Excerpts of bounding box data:
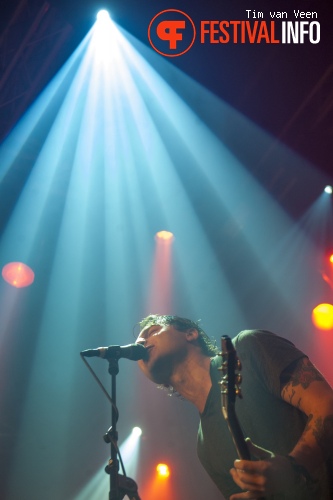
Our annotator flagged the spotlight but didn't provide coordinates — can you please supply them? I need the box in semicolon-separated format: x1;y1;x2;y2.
96;9;111;22
312;304;333;330
2;262;35;288
155;231;174;242
156;464;170;478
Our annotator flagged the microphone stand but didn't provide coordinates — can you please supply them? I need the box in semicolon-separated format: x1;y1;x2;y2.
103;356;140;500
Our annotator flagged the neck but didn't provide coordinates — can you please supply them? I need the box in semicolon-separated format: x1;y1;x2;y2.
170;354;212;413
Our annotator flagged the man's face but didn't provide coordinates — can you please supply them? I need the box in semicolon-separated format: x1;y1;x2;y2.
136;325;189;384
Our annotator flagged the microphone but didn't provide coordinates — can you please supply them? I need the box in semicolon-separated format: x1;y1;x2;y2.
80;344;148;361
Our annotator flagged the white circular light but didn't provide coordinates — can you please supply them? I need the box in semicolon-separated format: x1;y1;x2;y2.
96;9;110;21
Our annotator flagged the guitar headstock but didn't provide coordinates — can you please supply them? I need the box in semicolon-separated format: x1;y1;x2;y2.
220;335;242;419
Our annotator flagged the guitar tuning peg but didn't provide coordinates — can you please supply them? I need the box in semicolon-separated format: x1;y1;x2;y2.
235;387;243;399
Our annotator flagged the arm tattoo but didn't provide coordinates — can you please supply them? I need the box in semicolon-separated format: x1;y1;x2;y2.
281;358;324;400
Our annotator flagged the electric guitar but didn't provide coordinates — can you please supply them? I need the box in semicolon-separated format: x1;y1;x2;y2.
220;335;264;500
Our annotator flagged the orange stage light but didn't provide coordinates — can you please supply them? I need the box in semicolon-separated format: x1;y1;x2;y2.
2;262;35;288
155;231;174;243
312;304;333;330
156;464;170;478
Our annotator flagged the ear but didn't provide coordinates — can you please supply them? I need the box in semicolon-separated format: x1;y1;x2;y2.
186;328;199;342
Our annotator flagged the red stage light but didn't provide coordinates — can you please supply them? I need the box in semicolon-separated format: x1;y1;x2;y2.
2;262;35;288
312;304;333;330
156;464;170;478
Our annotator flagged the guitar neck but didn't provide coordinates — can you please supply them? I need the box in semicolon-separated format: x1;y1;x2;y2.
225;405;251;460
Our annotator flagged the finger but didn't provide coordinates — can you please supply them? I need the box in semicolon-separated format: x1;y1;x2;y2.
229;491;262;500
230;469;264;494
234;460;267;474
245;438;274;460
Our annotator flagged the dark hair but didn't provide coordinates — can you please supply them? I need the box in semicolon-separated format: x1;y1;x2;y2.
139;314;218;357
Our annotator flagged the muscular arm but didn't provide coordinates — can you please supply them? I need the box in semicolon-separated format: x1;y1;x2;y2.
281;357;333;473
230;357;333;500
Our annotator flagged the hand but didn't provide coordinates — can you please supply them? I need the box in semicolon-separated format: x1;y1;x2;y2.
230;439;295;500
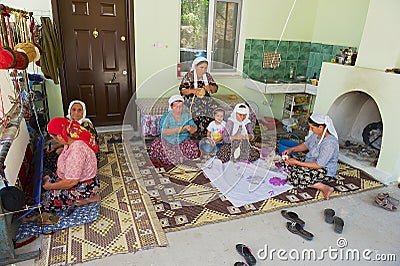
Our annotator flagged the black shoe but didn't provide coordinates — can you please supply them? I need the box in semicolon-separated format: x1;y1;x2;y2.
107;137;122;143
236;244;257;266
286;222;314;240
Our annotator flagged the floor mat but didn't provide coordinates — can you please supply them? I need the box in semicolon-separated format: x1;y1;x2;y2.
125;142;383;232
39;134;167;265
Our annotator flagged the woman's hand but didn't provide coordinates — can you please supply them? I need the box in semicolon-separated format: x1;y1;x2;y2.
282;157;299;165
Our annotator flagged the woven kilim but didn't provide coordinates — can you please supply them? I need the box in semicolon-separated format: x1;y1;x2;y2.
128;139;383;232
39;134;167;265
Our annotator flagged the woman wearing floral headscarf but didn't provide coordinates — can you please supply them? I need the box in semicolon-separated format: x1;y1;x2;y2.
217;103;260;163
282;113;339;199
42;118;100;211
149;95;200;164
179;57;218;138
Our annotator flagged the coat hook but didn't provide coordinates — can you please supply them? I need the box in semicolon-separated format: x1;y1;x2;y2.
92;28;99;39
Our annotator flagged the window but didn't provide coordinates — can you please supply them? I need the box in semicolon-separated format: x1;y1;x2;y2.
180;0;241;73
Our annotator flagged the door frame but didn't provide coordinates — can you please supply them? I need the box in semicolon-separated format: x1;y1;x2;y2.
51;0;138;130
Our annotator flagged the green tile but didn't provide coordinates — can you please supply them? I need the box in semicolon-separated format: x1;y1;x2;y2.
244;39;251;59
313;53;322;68
264;40;278;52
321;44;333;55
286;49;299;60
248;59;262;79
243;59;250;75
310;43;322;53
250;40;264;59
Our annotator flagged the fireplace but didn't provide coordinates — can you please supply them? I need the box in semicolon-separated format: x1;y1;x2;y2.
314;63;400;183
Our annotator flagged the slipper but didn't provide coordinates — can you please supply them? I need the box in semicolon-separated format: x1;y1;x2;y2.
286;222;314;240
333;216;344;234
233;261;249;266
236;244;257;266
324;209;335;224
281;210;305;226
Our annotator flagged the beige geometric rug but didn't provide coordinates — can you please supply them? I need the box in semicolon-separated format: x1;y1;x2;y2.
126;139;383;232
38;134;168;265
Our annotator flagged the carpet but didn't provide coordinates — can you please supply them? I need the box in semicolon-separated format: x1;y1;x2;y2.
126;139;384;232
38;134;167;265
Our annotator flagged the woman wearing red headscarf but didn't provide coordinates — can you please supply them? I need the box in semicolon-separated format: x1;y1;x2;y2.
43;118;100;211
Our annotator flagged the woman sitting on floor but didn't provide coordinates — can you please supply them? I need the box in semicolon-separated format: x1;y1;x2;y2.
43;100;98;172
282;113;339;199
217;103;260;163
42;118;100;211
149;95;200;164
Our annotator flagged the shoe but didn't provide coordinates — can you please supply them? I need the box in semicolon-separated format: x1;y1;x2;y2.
233;261;249;266
286;222;314;240
107;137;122;144
236;244;257;266
333;216;344;234
375;193;399;211
281;210;305;226
324;209;335;224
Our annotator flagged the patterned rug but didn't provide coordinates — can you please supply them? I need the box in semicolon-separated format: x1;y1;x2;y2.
39;134;167;265
126;137;383;232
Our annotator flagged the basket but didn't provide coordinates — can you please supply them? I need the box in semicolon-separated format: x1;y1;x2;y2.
278;133;300;155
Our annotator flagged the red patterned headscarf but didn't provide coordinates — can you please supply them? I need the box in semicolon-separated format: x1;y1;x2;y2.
47;117;99;153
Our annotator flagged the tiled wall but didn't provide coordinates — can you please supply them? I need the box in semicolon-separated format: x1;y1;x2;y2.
243;39;356;81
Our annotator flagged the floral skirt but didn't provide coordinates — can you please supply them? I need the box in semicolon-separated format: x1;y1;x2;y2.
42;174;100;211
286;165;331;188
149;137;200;164
184;96;219;139
217;140;260;163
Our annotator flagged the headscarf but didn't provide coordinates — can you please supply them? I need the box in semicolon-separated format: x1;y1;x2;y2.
190;56;208;89
47;117;99;153
228;103;251;136
168;95;184;111
67;100;92;124
310;113;339;145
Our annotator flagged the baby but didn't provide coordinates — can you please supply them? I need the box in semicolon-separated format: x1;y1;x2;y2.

> **Task to carry out**
Everything from the line containing "Our annotator flagged the shoe" through the last line of the records must be given again exactly; leave out all other lines.

> **The reply**
Our annotator flagged the shoe but didn't provide coordinates — can you please supply them? I need the box in semicolon-separated format: x1;y1;x2;y2.
233;261;249;266
286;222;314;240
107;137;122;144
236;244;257;266
333;216;344;234
375;193;399;211
281;210;305;226
324;209;335;224
Our annotator flagged the patterned rug but didn't provide coordinates — can you please supply them? I need the box in semicolon-separated format: x1;y1;x2;y2.
39;134;167;265
126;137;383;232
Our annotator flagged the basket but didn't provide coordinates — can you please supply them? I need the box in semicolon-separated format: x1;y1;x2;y2.
278;133;300;155
Our annotator flagged the red patterned headscarf but didn't provide coordinates — can you please supply them? I need the box in semicolon-separated format: x1;y1;x2;y2.
47;117;99;153
Our annotator flagged the tiled wall but didn't provide coordinates — can you please supply them? I need the box in semicolon-separated format: x1;y1;x2;y2.
243;39;356;81
Our annotator flagged the floral skirt but didn't provide coordinates — can you please supply them? I need the box in semicolon-separated format: x1;y1;x2;y2.
42;174;100;211
286;165;331;188
149;137;200;164
184;96;219;139
217;140;260;163
Our annotator flagged the headscarf but didn't provide coordinates — can you please supply them? I need the box in semicolon-separated format: x1;y1;x2;y2.
190;56;208;89
47;117;99;153
228;103;251;136
168;95;184;111
67;100;92;124
310;113;339;145
Our annotator flagged the baby but didn't provide coordinates — can you please supply them? I need the box in semicolon-separated format: x1;y1;x2;y2.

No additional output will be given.